● **Task goal**
Retype all material exactly. Pictures stay out of the copy.

[Dataset rows on where objects appear]
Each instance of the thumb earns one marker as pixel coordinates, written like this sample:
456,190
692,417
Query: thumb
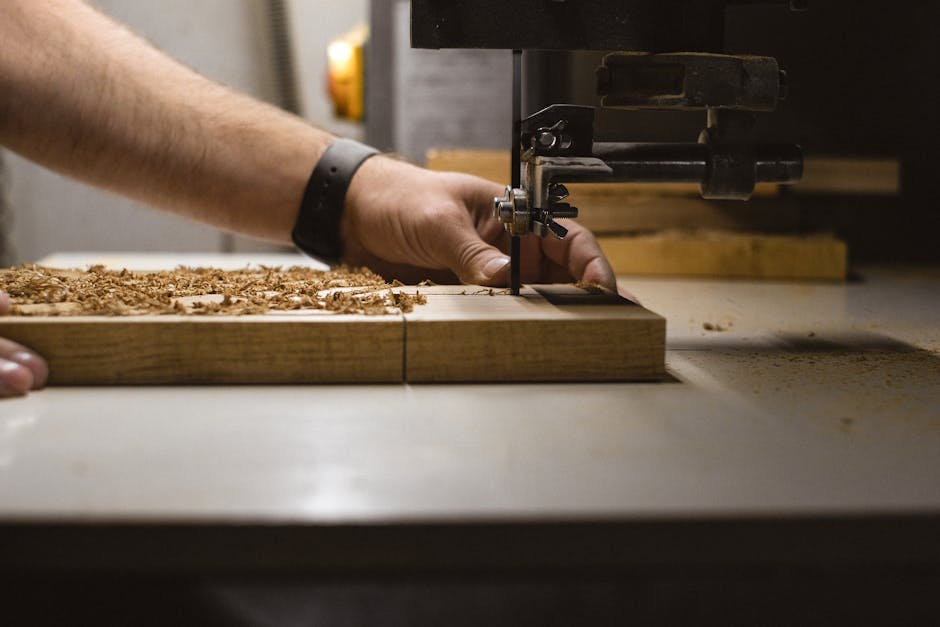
474,261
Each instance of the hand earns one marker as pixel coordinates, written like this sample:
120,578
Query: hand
401,221
21,370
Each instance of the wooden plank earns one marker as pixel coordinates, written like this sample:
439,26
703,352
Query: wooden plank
850,176
270,348
551,333
726,254
548,333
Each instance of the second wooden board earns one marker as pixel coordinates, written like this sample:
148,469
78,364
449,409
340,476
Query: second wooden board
549,333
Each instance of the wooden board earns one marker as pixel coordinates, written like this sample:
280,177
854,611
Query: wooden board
552,333
727,254
548,333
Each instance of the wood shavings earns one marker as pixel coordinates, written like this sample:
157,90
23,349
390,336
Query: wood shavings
37,290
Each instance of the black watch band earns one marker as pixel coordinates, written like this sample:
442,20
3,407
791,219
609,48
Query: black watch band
317,230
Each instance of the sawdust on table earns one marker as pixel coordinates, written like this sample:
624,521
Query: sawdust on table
38,290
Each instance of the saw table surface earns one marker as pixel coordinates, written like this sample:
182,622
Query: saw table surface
787,400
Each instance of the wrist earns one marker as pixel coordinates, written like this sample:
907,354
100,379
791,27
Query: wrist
318,229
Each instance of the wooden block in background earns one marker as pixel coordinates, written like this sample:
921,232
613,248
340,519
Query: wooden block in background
548,333
558,333
728,254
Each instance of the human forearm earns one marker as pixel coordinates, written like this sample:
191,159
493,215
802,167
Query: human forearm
84,96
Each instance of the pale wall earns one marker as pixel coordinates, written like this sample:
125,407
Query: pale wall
226,40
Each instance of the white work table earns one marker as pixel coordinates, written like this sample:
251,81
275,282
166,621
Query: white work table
790,402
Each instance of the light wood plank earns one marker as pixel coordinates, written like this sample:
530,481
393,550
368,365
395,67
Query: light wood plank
726,254
463,333
219,349
549,333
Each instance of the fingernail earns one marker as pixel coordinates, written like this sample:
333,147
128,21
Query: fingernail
36,366
15,380
494,265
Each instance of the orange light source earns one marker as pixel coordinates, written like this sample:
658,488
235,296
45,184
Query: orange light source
346,73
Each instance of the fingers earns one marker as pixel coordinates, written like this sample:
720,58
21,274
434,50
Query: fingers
580,254
476,262
21,370
456,241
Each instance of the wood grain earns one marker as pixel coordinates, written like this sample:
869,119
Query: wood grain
548,333
552,333
727,254
316,348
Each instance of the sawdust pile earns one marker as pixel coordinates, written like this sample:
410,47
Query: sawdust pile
37,290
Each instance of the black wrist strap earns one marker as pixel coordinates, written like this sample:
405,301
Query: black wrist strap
317,230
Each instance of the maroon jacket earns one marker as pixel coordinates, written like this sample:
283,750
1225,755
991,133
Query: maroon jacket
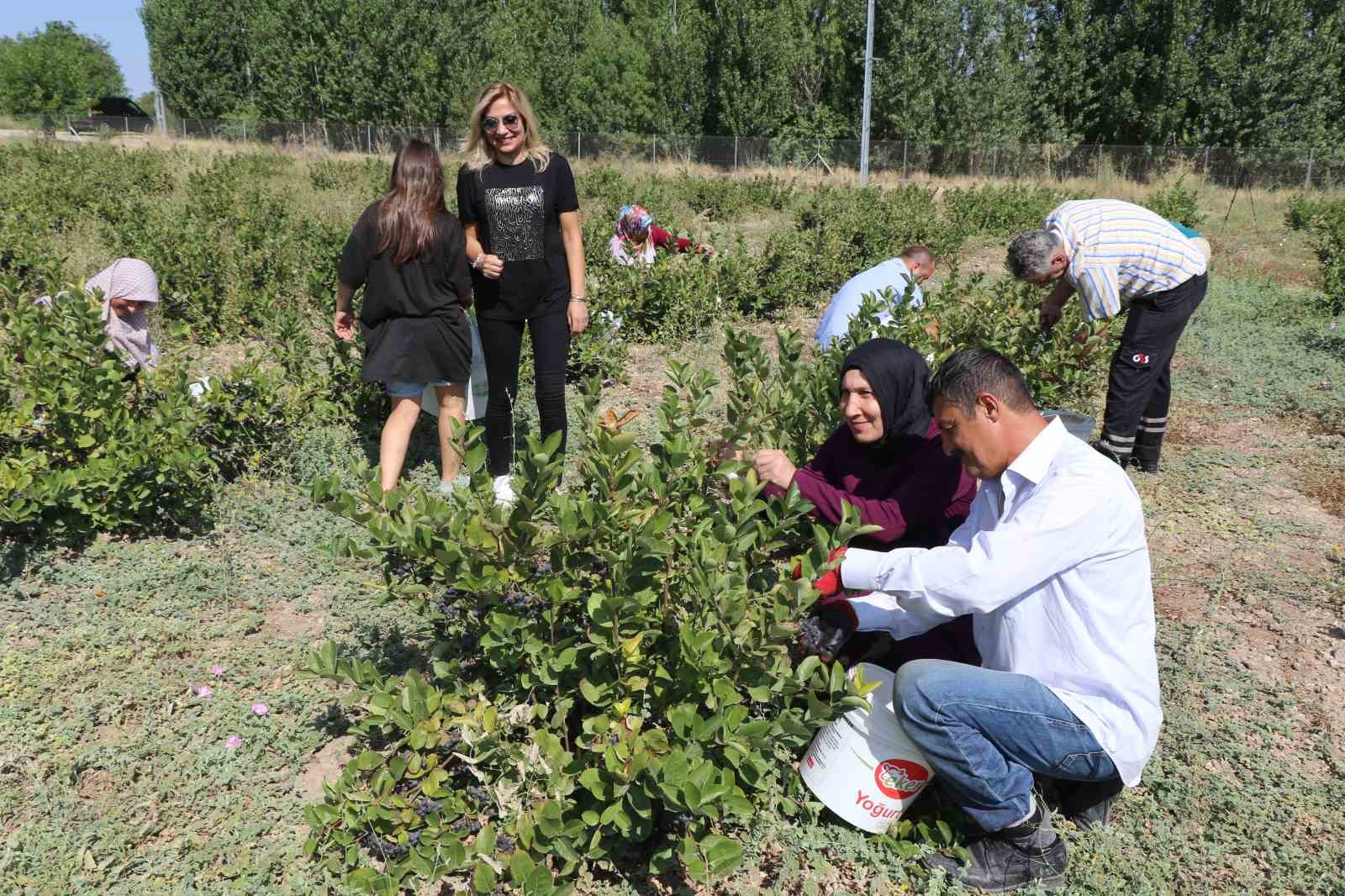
916,493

● **Task answer**
Each instance of the thumb earns one marker as pixel coordinates, written like this sample:
456,190
692,417
Query: thumb
474,261
Each instance of the hand earns one marker as pixel coordinates, written like this sample:
120,578
Query: hand
401,221
21,370
Each instance of the wooden plank earns one marker as pixel coordinates, written like this sample:
439,26
703,352
Query: wooden plank
850,176
270,348
551,333
726,254
548,333
Each instance of the second wooden board earns one marker as pixel coordinates, written like this sample:
148,469
78,364
449,409
340,476
Query: second wooden board
549,333
Each instance of the wooden board earns one marker as pixel coordinates, written like this sample:
280,177
854,611
Query: wooden board
552,333
727,254
548,333
Each instance of the wood shavings earns one marker as pixel coordinates, written like this sample:
157,90
23,349
390,336
Query: wood shavings
37,290
Each instance of the black watch band earns one marker as pixel coordinates, written like this sample:
442,20
3,407
791,219
609,48
Query: black watch band
317,230
Each instance of the sawdust on table earns one marker as pixel coordinates, written like this sample:
624,521
Query: sawdust on table
38,290
Each instance of the saw table surface earns one marker as pixel coordinates, written like this sample:
182,622
Query: saw table surface
787,400
Each instance of the wrist earns one marker as pixel coordinates, written like this sample:
907,354
100,379
791,27
Query: wrist
318,229
Each instance of the wooden block in background earns one marker as pixel coordinates, written like this sample:
921,232
613,248
340,519
Query: wooden block in background
548,333
558,333
728,254
Each instance of the human forearm earns one marker as pixel coordinates, written like this sample:
191,159
493,215
802,167
Query: human forearm
84,96
Each instance of the pale wall earns one marker as pixel coordinates, written like this sample:
125,407
Query: pale wall
226,40
Each instance of the white work table earns one marker as pixel coordinates, written like this sample:
251,81
275,282
166,621
Query: white work table
790,402
Each instance of the light wood plank earns one marker as pixel coordinates, written like this sample:
530,481
393,550
368,365
395,67
Query: light wood plank
726,254
463,333
219,349
549,333
Each instance of the fingernail earns one marker as pixel coordinates, written like this sample:
333,147
128,21
Query: fingernail
36,366
15,380
494,265
Each instance of the orange light source earns one marker as pixel coordinates, written like this sample:
658,488
235,296
45,184
Query: orange light source
346,73
Each instance of the fingers earns one marker as pixel coordinates, written like this sample:
720,58
21,274
434,50
Query: fingers
580,254
476,262
21,370
456,241
Each instance of the wood grain earns one marker as pixel coordinates, written like this sample:
869,119
Query: wood grain
548,333
552,333
727,254
316,348
Each instance of the sawdust pile earns one marker as pixel coordinates, written like this sample:
410,47
Query: sawdust pile
37,290
Each instance of the black wrist strap earns one marker as pixel coordinates, written like this sample:
405,301
Query: black wrist strap
317,230
Each instance of the maroon jacket earns one marker as pixel coordinates, written like this sample:
283,750
1225,755
991,133
Query: maroon jacket
916,493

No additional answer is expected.